::: Excerpted records

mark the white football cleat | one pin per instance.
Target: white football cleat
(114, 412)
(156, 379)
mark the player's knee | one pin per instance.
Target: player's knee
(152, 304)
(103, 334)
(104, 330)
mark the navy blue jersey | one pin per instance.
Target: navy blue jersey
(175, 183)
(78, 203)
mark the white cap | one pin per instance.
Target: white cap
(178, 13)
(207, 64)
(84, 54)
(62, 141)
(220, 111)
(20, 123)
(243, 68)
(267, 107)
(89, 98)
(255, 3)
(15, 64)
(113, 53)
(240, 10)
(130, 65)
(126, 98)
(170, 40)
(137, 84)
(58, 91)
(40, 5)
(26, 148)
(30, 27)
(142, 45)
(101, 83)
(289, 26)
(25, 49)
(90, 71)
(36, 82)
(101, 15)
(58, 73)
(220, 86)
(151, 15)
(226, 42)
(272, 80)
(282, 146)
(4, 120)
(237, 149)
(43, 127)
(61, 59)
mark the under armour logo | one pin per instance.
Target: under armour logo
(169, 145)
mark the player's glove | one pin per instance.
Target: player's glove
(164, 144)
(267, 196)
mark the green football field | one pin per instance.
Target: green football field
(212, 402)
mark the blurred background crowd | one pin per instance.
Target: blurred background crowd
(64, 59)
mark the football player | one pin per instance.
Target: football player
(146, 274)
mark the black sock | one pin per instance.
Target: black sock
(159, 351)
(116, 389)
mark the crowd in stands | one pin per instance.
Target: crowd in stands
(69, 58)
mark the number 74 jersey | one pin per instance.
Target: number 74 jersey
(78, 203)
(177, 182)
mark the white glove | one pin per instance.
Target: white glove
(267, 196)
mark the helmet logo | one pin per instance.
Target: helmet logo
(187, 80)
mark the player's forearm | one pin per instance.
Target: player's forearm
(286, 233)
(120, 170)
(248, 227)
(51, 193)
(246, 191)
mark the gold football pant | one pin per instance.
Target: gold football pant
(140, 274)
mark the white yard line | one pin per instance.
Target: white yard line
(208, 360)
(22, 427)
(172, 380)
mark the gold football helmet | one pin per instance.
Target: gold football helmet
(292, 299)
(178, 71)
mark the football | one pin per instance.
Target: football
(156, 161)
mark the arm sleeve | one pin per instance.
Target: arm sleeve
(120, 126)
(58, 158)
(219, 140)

::::::
::: Excerpted records

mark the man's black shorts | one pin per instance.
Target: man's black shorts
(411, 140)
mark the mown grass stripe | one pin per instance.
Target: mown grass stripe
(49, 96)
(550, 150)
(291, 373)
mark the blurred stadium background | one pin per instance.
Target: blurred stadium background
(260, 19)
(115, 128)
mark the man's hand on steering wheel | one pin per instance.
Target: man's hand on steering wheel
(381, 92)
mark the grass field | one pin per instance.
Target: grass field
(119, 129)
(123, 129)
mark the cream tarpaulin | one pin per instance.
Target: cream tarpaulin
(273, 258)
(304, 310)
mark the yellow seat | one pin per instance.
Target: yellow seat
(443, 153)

::::::
::: Excerpted records

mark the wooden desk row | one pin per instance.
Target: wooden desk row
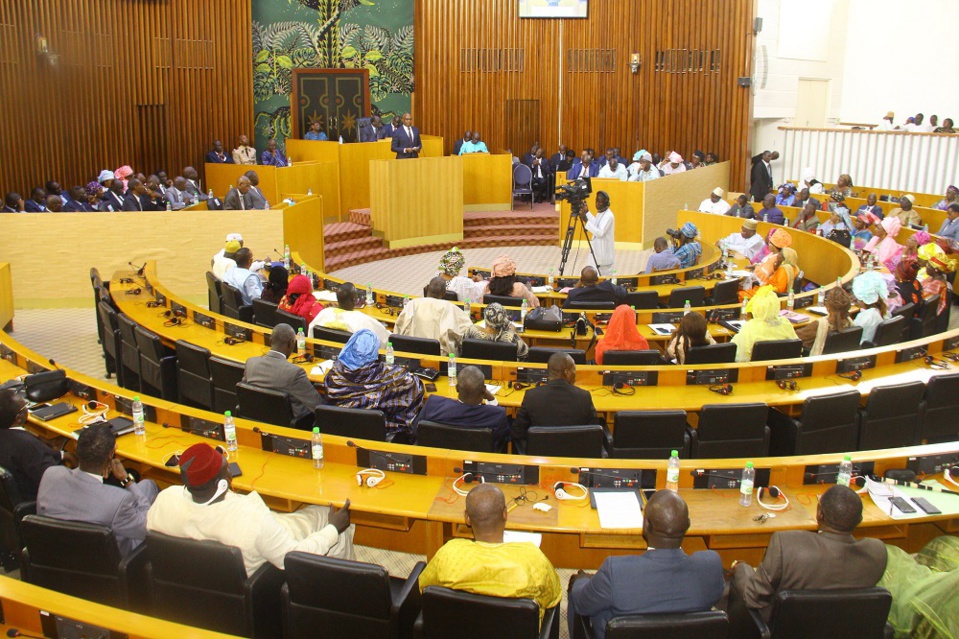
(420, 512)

::::::

Your task for the entries above: copy exactly the span starting with the line with "Target: under armour logo" and going on through the line with "mark the gold football pant", both lines included, and nothing else.

**Your response**
Target: under armour logo
(169, 145)
mark the player's glove | one pin per instance.
Target: player's glove
(164, 144)
(267, 196)
mark the green football field | one pin per instance.
Target: green football field
(212, 402)
mark the blurred background crowd | one pin per instance.
Target: blurred background crowd
(64, 59)
mark the football player | one pin per instance.
Target: football player
(146, 274)
mark the black sock | one pin per instance.
Target: black sock
(159, 351)
(116, 389)
mark the crowd in stands | one pin per instance.
Target: crowd in stands
(69, 58)
mark the number 74 jersey | one pin per instance.
Target: number 74 jersey
(78, 203)
(177, 182)
mark the white glove | one pin per instance.
Target: white glove
(267, 196)
mark the helmet logo | one pin per instance.
Target: helmet logo
(187, 80)
mark the player's forearm | one pin per instance.
Target: player's forearm
(286, 233)
(120, 170)
(248, 227)
(51, 193)
(246, 191)
mark the gold football pant | one pin per instance.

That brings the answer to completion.